What follows is a set of records. Retype them exactly, leaving out the pictures.
::::
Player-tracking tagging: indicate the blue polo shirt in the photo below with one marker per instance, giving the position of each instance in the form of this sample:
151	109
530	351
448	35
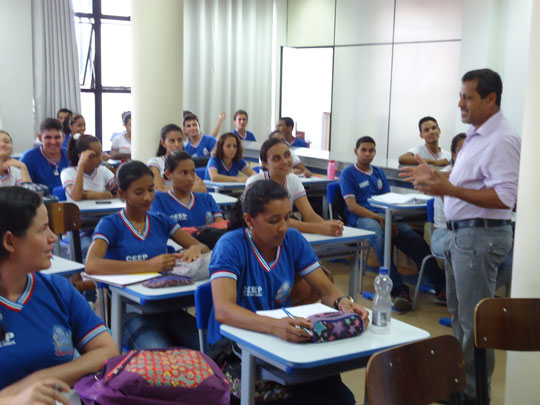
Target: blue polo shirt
361	185
124	242
44	326
42	170
201	209
259	285
219	165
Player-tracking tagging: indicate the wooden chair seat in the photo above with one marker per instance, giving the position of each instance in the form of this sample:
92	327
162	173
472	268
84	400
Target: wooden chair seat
66	217
503	324
417	373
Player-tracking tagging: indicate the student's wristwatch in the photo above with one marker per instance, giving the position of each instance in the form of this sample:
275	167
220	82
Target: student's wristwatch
338	300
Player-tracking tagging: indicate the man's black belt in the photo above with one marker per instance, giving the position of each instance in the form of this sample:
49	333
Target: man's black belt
477	223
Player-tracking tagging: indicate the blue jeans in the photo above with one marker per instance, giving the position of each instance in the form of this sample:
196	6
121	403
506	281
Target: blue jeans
504	273
412	244
473	256
152	331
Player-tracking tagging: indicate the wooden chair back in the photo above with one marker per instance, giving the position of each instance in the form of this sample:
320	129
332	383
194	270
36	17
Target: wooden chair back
417	373
66	217
507	324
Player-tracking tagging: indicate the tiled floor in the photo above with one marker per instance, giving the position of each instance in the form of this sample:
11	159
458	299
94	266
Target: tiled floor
426	317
::::
▶ [RESPONSE TO THIS TASK]
Player-tracking tagging: indicate the blue polo shirt in the photo below with one marker per instance, giving the position of each instance in the form of this sample:
151	109
530	351
448	35
Target: blue polo shirt
361	185
124	242
44	326
42	170
201	209
259	285
219	165
Player-tracking tagging: indicate the wooden chair seat in the photo above with one marker per instance, giving the position of each instance in the form of this sample:
92	327
162	173
472	268
84	400
Target: wooden chair seat
66	217
503	324
417	373
Player-tracking tagging: indicate the student's wristwatch in the photo above with one marker per instance, giving the position of each instance in the form of this sample:
275	167
220	82
Target: student's wristwatch
338	300
Player-tracking tagging: indicate the man's black belt in the photo above with one marker per instance, giving the position of each instance in the form of this sample:
49	333
Target: man's black belt
477	223
Player-tracking tagging: indicate the blue jeans in the photo above with one marker per instance, giving the position of each instance in the form of this sample:
196	6
121	403
506	281
Target: blue jeans
504	273
412	244
473	256
152	331
Player-tracking tagging: indicate the wooden chair back in the photo above with one marker per instance, giving the position of each instance in the form of this sample:
320	129
332	383
194	270
36	17
Target: wooden chair back
417	373
66	217
507	324
Player-tracking tagging: indicate the tiled floor in the photo above with one marker per instance, giving the position of each instance in the form of this sample:
11	159
458	299
94	266
Target: tiled floor
426	317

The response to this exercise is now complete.